(STATED PROBLEM) Output the part of the listing that opens with the line containing "Where can the green" and runs through the end of the listing as a two-column CSV with the columns request and response, with one row per request. Enclose each field in double quotation marks and replace its line breaks with spaces.
-- Start MATERIAL --
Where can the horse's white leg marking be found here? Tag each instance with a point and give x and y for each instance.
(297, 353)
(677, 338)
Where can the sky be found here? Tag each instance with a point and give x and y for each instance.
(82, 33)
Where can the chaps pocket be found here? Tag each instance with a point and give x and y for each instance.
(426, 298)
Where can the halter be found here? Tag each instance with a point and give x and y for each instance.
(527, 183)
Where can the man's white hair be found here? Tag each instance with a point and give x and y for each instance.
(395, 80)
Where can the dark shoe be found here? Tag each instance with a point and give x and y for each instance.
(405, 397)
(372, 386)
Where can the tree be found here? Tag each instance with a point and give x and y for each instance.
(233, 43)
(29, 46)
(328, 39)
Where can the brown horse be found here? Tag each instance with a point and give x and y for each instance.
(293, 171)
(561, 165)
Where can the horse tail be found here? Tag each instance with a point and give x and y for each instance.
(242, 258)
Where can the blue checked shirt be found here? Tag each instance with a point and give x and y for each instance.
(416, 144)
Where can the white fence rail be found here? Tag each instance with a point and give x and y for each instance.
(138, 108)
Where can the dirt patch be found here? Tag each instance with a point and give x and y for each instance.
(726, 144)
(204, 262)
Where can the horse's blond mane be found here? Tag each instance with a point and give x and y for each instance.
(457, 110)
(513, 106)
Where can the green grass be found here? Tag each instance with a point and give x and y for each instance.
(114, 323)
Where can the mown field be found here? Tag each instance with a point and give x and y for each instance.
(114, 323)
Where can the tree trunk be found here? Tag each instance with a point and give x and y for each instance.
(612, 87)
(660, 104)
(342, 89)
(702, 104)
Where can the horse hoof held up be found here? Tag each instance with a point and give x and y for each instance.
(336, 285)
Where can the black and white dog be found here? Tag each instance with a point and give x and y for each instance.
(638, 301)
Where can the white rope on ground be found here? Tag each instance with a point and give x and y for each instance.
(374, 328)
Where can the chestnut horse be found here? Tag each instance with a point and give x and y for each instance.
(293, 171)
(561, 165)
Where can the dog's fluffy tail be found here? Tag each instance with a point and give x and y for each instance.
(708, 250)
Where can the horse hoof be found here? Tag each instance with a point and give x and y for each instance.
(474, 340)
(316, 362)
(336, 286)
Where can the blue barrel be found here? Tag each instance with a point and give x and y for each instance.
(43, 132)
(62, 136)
-- End MATERIAL --
(PROBLEM SOLUTION)
request,response
"Where can the green grass be found here? Tag each instance with a point and give x and y for each instance.","(114, 323)"
"Where can the mown field be found here? Tag each instance with a point and give x and y for each instance.","(114, 323)"
"Where can the tree trunk be found here? Tag each instance with a point and give x and y for each instance.","(612, 87) (660, 104) (342, 89) (702, 104)"
"Where can the horse hoof held up be found here? Tag each instance with a point and give x and y for each instance.","(336, 285)"
"Where can the black and white dog be found here? Tag each instance with a point and give x and y for each instance.","(638, 301)"
"Where can the white rope on ground be found here? Tag each instance with a point and give x and y for each instance.","(374, 328)"
"Where can the chestnut horse be found here? Tag each instance with a point and give x and y for each instance.","(293, 171) (561, 165)"
"Where can the dog's fluffy tail be found here? Tag each instance with a point and give x and y for each instance.","(708, 250)"
"Where can the horse hoof be found here? Tag each instance with a point and give x and y for each instance.","(474, 340) (316, 362) (336, 286)"
"Where can the blue barrel be found here? Tag each instance with a point and give x and y for each instance.","(43, 132) (62, 136)"